GIVEN REQUEST: Copy out every line in the material below that contains the word "photographic", matching case exactly.

EXERCISE INPUTS:

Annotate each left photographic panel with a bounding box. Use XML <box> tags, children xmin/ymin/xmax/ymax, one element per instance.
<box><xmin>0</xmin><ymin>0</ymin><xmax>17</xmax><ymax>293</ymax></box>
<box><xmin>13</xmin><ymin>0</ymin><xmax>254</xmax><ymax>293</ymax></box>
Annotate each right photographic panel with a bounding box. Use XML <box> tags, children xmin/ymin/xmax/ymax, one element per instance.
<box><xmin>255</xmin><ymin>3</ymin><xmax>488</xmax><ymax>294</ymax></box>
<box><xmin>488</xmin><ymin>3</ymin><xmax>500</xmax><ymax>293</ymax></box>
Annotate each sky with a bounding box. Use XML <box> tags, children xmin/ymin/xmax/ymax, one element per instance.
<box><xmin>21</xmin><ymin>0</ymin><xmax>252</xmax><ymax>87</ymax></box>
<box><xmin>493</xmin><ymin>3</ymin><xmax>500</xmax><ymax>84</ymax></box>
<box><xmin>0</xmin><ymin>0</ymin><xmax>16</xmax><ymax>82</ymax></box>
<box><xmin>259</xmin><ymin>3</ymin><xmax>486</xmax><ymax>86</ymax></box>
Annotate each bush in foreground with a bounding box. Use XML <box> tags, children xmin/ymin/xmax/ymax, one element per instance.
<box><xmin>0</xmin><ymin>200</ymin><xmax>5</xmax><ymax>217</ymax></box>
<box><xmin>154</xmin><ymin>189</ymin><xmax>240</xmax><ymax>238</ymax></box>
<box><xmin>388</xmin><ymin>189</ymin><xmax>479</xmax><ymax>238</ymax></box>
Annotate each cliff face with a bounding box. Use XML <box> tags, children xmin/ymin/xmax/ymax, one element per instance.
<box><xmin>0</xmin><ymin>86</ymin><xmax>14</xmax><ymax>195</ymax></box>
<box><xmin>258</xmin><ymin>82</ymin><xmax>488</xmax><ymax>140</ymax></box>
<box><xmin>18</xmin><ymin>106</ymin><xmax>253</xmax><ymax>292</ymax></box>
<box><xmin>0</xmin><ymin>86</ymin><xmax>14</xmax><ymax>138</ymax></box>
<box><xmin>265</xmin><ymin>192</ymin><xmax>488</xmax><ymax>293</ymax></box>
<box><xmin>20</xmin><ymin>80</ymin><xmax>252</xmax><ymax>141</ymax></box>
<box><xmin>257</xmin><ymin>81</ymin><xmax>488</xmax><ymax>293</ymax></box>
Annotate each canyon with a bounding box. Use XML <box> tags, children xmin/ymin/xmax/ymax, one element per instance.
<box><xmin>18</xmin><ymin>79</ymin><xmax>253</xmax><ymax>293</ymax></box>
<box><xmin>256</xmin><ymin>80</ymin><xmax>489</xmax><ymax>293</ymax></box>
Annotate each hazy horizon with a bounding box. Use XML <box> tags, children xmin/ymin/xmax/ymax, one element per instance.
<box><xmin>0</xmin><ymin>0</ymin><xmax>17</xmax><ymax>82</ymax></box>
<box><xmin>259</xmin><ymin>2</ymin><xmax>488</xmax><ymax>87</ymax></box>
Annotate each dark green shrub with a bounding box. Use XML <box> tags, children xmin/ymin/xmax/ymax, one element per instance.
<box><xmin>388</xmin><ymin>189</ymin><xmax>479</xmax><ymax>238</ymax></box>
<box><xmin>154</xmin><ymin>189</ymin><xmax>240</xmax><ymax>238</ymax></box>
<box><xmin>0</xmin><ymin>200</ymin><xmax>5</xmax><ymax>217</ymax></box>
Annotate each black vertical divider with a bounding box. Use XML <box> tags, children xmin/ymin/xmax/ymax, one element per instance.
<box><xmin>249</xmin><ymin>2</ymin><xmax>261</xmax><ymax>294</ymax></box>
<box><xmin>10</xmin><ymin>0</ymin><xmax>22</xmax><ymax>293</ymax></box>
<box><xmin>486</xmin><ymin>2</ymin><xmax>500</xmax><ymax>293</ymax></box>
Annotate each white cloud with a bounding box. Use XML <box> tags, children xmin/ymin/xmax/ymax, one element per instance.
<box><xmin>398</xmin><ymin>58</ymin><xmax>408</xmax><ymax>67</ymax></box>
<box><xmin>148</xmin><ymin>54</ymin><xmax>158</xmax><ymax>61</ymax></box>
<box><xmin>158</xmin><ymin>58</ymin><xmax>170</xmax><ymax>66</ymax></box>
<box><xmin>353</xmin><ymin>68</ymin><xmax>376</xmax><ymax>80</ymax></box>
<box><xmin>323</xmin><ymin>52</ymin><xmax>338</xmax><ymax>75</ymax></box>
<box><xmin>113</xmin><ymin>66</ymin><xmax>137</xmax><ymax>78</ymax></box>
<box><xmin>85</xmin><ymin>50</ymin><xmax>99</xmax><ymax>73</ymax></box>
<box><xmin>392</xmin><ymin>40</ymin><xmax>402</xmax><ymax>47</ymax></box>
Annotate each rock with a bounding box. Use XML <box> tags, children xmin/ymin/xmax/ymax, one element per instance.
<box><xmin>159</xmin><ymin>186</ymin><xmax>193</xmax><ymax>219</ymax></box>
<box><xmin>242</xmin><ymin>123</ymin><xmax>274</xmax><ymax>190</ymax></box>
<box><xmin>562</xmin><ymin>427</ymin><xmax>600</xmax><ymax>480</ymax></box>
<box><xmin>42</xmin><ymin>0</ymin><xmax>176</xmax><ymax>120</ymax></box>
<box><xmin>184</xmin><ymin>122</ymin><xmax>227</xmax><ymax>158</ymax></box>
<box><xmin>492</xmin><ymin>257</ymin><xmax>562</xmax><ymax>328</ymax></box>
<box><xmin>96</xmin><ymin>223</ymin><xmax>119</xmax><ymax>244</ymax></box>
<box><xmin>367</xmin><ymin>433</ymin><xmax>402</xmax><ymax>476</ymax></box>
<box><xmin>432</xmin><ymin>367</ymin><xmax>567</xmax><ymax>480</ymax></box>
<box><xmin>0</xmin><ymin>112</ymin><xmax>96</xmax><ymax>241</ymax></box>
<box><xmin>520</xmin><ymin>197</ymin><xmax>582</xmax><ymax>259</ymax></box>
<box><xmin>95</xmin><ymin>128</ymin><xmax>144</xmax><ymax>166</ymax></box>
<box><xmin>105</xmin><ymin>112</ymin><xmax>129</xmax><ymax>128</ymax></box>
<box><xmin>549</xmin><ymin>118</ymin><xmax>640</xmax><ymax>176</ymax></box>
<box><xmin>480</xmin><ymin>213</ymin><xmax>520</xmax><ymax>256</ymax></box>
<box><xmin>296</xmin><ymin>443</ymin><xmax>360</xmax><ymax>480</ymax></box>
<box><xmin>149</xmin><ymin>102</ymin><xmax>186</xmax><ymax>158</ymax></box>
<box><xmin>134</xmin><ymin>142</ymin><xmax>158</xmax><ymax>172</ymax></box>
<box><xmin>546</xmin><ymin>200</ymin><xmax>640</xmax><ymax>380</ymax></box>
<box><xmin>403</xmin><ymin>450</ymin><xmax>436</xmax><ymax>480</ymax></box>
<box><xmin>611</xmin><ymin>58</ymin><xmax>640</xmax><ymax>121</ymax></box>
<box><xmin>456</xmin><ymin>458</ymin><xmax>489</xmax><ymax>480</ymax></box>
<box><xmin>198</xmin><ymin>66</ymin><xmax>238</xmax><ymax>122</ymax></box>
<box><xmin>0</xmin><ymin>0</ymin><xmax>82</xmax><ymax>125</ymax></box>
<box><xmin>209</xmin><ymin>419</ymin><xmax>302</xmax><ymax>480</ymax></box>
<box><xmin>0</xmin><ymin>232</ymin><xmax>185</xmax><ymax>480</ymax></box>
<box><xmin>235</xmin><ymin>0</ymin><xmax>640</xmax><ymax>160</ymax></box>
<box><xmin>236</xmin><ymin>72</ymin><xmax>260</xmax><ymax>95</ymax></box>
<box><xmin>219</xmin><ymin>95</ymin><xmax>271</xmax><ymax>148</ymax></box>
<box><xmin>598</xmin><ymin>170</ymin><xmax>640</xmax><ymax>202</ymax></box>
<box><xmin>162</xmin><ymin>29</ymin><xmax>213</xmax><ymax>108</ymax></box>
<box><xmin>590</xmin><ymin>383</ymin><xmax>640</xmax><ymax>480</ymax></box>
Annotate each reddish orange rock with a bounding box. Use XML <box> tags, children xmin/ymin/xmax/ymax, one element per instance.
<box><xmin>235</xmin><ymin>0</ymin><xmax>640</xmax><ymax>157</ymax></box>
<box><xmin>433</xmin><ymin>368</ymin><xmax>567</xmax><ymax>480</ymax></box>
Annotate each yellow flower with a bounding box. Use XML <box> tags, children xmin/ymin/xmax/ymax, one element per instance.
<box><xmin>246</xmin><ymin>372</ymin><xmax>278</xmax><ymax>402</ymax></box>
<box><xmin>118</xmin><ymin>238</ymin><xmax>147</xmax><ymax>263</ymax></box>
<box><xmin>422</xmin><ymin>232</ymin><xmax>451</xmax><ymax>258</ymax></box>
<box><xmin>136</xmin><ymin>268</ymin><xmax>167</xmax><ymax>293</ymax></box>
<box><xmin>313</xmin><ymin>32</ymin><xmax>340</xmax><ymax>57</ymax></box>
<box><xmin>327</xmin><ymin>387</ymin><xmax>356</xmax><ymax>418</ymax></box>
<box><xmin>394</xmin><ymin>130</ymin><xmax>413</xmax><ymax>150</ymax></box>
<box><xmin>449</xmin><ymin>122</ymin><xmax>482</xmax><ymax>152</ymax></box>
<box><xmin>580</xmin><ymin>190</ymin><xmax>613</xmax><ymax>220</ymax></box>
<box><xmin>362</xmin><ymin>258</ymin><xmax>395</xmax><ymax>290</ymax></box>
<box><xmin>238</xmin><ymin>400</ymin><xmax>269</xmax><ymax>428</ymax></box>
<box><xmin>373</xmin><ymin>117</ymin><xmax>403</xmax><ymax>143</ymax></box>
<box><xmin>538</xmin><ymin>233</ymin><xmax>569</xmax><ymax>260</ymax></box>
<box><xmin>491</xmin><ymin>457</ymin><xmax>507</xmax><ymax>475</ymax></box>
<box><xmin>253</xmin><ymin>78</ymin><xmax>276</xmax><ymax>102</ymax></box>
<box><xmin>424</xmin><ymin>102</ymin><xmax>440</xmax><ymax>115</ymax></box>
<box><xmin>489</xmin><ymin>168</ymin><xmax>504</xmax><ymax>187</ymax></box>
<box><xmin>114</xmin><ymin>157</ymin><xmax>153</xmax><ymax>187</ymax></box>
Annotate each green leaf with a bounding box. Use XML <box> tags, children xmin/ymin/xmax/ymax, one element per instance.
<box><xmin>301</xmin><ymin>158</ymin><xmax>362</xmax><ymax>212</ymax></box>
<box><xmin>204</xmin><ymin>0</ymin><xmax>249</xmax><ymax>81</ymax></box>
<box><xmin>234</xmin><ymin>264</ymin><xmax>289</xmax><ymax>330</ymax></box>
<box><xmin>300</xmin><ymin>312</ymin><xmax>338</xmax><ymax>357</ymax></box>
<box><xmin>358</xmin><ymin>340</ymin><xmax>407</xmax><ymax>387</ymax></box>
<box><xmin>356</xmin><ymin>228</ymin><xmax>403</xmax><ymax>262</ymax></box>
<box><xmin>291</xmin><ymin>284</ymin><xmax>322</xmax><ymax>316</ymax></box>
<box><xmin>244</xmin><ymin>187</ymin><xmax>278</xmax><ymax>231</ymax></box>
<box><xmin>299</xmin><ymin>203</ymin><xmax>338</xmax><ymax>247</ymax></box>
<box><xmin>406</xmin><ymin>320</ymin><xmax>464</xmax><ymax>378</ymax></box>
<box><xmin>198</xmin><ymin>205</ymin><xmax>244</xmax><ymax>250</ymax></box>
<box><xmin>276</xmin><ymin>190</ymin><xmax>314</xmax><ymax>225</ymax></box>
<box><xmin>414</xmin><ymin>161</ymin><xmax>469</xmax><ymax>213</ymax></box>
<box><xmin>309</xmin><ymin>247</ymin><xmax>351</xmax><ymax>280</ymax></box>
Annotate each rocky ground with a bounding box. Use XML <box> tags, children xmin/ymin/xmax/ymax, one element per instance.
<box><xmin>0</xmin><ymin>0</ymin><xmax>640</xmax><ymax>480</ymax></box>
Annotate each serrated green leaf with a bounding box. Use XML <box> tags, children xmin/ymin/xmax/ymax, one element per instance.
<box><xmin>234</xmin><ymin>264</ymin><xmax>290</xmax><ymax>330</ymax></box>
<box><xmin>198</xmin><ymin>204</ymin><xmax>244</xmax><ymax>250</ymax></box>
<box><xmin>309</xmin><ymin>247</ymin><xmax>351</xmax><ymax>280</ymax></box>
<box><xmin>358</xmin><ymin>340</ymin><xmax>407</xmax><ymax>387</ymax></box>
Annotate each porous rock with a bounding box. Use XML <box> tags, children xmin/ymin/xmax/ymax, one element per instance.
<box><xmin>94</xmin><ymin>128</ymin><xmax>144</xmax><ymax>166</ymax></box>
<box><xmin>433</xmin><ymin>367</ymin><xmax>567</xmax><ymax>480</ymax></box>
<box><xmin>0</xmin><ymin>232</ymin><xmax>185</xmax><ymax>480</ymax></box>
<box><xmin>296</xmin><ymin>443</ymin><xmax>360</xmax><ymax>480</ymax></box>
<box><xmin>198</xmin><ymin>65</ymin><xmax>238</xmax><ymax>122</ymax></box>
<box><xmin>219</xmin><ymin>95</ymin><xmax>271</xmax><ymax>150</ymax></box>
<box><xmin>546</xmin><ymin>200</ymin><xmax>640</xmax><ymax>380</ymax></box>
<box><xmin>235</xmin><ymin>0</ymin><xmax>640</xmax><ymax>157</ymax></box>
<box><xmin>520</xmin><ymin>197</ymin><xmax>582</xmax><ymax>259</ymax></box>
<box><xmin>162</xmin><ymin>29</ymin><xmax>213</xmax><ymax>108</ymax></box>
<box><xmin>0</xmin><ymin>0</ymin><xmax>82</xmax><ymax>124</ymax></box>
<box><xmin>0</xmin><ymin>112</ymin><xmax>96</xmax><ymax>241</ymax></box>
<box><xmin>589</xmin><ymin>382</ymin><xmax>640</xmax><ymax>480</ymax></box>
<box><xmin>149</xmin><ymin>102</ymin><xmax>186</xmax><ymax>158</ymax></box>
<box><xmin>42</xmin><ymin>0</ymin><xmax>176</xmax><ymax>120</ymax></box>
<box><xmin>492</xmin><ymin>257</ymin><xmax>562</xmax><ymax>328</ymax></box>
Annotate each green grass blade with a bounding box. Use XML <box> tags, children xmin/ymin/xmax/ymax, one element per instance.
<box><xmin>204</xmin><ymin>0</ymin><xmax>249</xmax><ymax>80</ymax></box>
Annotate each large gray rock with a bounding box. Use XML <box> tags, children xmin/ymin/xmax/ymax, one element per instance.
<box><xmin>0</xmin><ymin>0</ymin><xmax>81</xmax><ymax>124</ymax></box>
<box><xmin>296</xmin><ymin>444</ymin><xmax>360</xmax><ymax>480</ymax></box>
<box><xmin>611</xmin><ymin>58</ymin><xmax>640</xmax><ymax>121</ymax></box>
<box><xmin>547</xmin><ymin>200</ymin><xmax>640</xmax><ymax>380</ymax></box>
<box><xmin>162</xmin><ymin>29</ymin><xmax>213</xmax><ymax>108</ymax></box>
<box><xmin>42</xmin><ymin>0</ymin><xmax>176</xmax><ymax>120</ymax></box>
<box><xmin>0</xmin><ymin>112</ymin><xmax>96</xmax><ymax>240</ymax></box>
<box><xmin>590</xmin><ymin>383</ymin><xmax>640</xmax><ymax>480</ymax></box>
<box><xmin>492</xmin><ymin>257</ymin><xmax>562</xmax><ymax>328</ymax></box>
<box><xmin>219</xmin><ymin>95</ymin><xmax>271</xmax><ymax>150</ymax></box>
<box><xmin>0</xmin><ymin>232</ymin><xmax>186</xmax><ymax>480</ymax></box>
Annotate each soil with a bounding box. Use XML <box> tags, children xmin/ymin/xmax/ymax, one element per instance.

COMPLETE ANSWER:
Annotate each left photographic panel with a bounding box. Use XML <box> tags, children xmin/ymin/xmax/ymax, one element per instance.
Annotate each right photographic panel with a bounding box. Use XML <box> tags, children xmin/ymin/xmax/ymax, one element per instance.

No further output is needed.